- [The request]: Extract every line of the items below and reproduce each one verbatim, in its original order.
-------- Dataset records
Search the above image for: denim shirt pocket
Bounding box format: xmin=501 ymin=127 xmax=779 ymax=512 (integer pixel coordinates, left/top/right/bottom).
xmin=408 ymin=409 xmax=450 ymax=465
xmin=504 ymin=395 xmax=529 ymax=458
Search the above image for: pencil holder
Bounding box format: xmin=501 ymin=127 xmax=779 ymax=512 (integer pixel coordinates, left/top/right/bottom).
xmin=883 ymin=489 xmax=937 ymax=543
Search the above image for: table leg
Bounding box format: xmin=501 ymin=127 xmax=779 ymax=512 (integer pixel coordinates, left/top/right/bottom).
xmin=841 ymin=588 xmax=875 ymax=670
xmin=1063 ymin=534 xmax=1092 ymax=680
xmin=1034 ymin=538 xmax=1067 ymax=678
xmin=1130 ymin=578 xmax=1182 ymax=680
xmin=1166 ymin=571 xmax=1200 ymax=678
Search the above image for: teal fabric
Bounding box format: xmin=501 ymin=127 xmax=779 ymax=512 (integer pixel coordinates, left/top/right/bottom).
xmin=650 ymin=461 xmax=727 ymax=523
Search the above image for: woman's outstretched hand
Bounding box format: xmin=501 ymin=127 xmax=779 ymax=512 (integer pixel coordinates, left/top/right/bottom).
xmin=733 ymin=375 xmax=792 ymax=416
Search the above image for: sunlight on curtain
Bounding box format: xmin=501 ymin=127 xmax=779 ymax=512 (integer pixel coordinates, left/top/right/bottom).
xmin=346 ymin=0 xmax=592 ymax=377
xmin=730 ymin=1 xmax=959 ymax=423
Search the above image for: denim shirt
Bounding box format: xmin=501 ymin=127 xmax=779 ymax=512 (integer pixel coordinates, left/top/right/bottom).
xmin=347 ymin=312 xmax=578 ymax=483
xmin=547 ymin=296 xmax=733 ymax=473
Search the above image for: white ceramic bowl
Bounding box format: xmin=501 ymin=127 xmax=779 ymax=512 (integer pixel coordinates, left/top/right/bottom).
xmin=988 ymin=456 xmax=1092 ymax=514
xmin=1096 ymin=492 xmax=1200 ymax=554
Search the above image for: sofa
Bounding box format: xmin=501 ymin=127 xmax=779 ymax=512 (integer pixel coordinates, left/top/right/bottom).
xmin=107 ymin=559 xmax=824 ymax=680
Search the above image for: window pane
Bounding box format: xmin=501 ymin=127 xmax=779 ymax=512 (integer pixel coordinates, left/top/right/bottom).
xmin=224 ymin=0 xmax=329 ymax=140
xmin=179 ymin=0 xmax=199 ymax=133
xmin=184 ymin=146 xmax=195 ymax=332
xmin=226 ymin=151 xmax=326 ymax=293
----------------
- [Complete output]:
Search the above image for: denim shirt pocket
Bounding box format: xmin=501 ymin=127 xmax=779 ymax=512 (integer pixel coordinates, left/top/right/bottom).
xmin=408 ymin=409 xmax=450 ymax=465
xmin=504 ymin=395 xmax=529 ymax=458
Search the above image for: pencil holder
Bounding box format: xmin=501 ymin=127 xmax=779 ymax=512 (integer pixel coordinates, left/top/right/bottom).
xmin=883 ymin=489 xmax=937 ymax=543
Search the above image for: table leg
Bounding box format: xmin=501 ymin=127 xmax=779 ymax=512 (integer pixel coordinates, left/top/right/bottom).
xmin=841 ymin=588 xmax=875 ymax=670
xmin=1063 ymin=534 xmax=1092 ymax=680
xmin=1034 ymin=538 xmax=1067 ymax=678
xmin=1130 ymin=578 xmax=1182 ymax=680
xmin=1166 ymin=571 xmax=1200 ymax=678
Search the above image for: teal fabric
Bounding box format: xmin=501 ymin=127 xmax=779 ymax=512 (integer pixel coordinates, left/top/right/bottom).
xmin=650 ymin=461 xmax=727 ymax=523
Search the above image for: woman's outstretched hand
Bounding box format: xmin=501 ymin=127 xmax=779 ymax=512 (integer pixel coordinates, left/top/right/bottom).
xmin=733 ymin=375 xmax=792 ymax=416
Search the above image for: sunlight on curtain
Bounding box format: xmin=501 ymin=127 xmax=779 ymax=512 (integer pixel coordinates, left/top/right/bottom).
xmin=346 ymin=0 xmax=592 ymax=377
xmin=730 ymin=1 xmax=959 ymax=423
Search the above image for: denim shirt
Bounding box format: xmin=501 ymin=127 xmax=779 ymax=512 (integer pixel coordinates, left/top/right/bottom).
xmin=347 ymin=312 xmax=578 ymax=483
xmin=547 ymin=296 xmax=733 ymax=473
Search the above image for: white ceramic bowl
Bounding box format: xmin=501 ymin=127 xmax=779 ymax=512 (integer pixel coordinates, left/top/right/bottom).
xmin=988 ymin=456 xmax=1092 ymax=514
xmin=1096 ymin=492 xmax=1200 ymax=554
Search the above image for: sofa
Bounding box format: xmin=501 ymin=127 xmax=779 ymax=512 (integer pixel coordinates, left/top/right/bottom).
xmin=107 ymin=559 xmax=824 ymax=680
Search the above image for: window pane
Bounding box format: xmin=501 ymin=127 xmax=779 ymax=512 (integer pixel coordinates, left/top/right/bottom).
xmin=224 ymin=0 xmax=329 ymax=140
xmin=179 ymin=0 xmax=199 ymax=133
xmin=184 ymin=146 xmax=195 ymax=332
xmin=226 ymin=151 xmax=326 ymax=293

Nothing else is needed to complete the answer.